** start Excerpted text **
As industry trends continue to lean toward an increasing amount of equipment for environmental and safety-related regulatory provisions, OEM select suppliers based not only on the cost and quality of their products but also on their ability to meet stringent environmental and safety requirements and to service and support the customer after the sale. We use our technological and market expertise to develop and engineer products that address mobility, safety, regulatory and environmental concerns.

To address safety, we have implemented a strategy of focusing on products and technologies that enhance overall vehicle braking performance. As part of this strategy, we are focusing on the integration of braking and stability products and suspension products as well as the development of electronic control capabilities. Through MeritorWabco, our joint venture with WABCO Holdings, Inc., we offer electronic braking systems that integrate anti-lock braking systems technology, automatic traction control, collision avoidance systems and other key vehicle control system components to improve braking performance and meet all required stopping distances for commercial vehicles.

Achieving the Meritor Value Proposition - We are recognized globally for our capabilities in designing, testing and manufacturing high quality drivetrain and braking products. With efficiency and safety in mind, our global engineering team works with supply chain and manufacturing to offer a technology-rich portfolio of drivetrain and braking solutions for original equipment manufacturers and the aftermarket.

We effectively manage complexity for small volumes and aim to support our customers’ needs during periods of high volumes. The quality, durability and on-time delivery of our products has earned us strong positions in most of the markets we support. As we seek to extend and expand our business with existing customers and begin relationships with new ones, our objective is to ensure we are getting a fair value for the recognized benefits of our products and services and the strong brand equity we hold in the marketplace.
** end Excerpted text **
■ **Prompt A**
Reproduce the passage on braking and drivetrain products word for word, from its first sentence through its last.
** start Recorded data **
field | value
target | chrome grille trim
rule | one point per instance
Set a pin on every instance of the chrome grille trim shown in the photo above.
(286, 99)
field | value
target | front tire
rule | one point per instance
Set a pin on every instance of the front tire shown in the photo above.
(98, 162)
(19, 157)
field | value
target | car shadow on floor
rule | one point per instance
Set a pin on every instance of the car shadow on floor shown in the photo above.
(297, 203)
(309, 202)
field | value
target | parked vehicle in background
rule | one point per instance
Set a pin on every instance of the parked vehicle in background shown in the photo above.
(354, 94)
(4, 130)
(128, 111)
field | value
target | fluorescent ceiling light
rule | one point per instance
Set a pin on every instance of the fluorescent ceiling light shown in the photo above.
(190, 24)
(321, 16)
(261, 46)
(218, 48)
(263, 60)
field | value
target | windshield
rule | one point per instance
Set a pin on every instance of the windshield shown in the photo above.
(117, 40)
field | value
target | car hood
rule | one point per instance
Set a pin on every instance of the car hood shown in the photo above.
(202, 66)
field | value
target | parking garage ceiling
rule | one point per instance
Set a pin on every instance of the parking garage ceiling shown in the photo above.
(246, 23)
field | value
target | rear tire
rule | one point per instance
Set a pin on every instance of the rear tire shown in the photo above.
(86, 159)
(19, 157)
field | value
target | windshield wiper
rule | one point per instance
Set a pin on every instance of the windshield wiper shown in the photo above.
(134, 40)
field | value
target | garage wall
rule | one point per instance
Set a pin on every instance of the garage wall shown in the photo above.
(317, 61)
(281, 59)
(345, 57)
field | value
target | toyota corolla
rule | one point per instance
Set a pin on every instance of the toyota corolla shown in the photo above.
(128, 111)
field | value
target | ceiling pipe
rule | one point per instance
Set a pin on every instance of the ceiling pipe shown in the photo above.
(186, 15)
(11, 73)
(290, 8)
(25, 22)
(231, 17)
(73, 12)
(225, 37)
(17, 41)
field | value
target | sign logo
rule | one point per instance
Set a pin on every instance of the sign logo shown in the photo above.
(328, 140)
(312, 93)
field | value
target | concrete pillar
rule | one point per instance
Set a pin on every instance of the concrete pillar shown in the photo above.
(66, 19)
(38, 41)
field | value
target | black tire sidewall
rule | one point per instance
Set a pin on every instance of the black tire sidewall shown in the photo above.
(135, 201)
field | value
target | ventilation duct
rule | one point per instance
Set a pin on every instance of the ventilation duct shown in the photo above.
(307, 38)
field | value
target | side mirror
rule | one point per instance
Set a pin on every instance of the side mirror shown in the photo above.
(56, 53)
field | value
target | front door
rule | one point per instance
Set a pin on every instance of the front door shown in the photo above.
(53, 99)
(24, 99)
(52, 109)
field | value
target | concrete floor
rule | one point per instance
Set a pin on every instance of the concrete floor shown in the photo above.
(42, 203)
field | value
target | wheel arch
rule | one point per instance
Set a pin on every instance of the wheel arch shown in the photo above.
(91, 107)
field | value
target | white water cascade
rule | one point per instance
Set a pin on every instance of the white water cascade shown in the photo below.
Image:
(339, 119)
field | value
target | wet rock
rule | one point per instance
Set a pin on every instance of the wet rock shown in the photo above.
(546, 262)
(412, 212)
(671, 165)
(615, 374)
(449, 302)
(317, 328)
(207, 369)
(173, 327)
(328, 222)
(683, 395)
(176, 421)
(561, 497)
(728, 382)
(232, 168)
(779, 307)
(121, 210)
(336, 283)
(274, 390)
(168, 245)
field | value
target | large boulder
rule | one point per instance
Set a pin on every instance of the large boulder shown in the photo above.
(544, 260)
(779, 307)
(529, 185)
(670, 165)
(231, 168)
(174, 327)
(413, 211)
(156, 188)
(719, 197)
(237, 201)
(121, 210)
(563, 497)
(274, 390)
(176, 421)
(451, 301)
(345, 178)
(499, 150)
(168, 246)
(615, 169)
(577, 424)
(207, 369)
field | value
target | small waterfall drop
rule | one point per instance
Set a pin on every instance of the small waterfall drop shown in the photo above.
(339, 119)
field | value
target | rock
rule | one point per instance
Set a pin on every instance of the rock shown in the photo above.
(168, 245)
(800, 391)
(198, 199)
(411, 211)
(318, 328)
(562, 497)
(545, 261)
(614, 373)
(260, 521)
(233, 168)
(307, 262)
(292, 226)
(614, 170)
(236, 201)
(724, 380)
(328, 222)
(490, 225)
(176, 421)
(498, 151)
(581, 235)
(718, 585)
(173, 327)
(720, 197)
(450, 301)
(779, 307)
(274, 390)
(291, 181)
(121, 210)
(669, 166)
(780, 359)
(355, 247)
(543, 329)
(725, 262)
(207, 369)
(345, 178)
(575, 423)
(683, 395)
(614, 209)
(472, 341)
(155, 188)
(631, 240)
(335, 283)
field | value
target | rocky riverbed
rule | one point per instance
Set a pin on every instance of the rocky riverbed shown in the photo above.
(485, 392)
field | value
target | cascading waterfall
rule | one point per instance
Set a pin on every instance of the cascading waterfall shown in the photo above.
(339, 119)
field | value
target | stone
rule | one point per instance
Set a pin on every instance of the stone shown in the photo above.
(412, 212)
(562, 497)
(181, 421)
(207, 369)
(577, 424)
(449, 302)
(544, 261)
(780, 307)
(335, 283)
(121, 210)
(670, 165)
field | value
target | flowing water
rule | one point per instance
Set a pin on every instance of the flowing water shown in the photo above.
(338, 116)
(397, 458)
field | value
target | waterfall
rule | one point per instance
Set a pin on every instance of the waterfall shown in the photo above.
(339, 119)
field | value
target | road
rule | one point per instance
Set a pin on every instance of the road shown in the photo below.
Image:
** end Recorded data **
■ **Prompt B**
In the listing, find each line that contains the word "background" and copy those lines in full.

■ **Full output A**
As industry trends continue to lean toward an increasing amount of equipment for environmental and safety-related regulatory provisions, OEM select suppliers based not only on the cost and quality of their products but also on their ability to meet stringent environmental and safety requirements and to service and support the customer after the sale. We use our technological and market expertise to develop and engineer products that address mobility, safety, regulatory and environmental concerns.

To address safety, we have implemented a strategy of focusing on products and technologies that enhance overall vehicle braking performance. As part of this strategy, we are focusing on the integration of braking and stability products and suspension products as well as the development of electronic control capabilities. Through MeritorWabco, our joint venture with WABCO Holdings, Inc., we offer electronic braking systems that integrate anti-lock braking systems technology, automatic traction control, collision avoidance systems and other key vehicle control system components to improve braking performance and meet all required stopping distances for commercial vehicles.

Achieving the Meritor Value Proposition - We are recognized globally for our capabilities in designing, testing and manufacturing high quality drivetrain and braking products. With efficiency and safety in mind, our global engineering team works with supply chain and manufacturing to offer a technology-rich portfolio of drivetrain and braking solutions for original equipment manufacturers and the aftermarket.

We effectively manage complexity for small volumes and aim to support our customers’ needs during periods of high volumes. The quality, durability and on-time delivery of our products has earned us strong positions in most of the markets we support. As we seek to extend and expand our business with existing customers and begin relationships with new ones, our objective is to ensure we are getting a fair value for the recognized benefits of our products and services and the strong brand equity we hold in the marketplace.

■ **Full output B**
target | parked vehicle in background
Set a pin on every instance of the parked vehicle in background shown in the photo above.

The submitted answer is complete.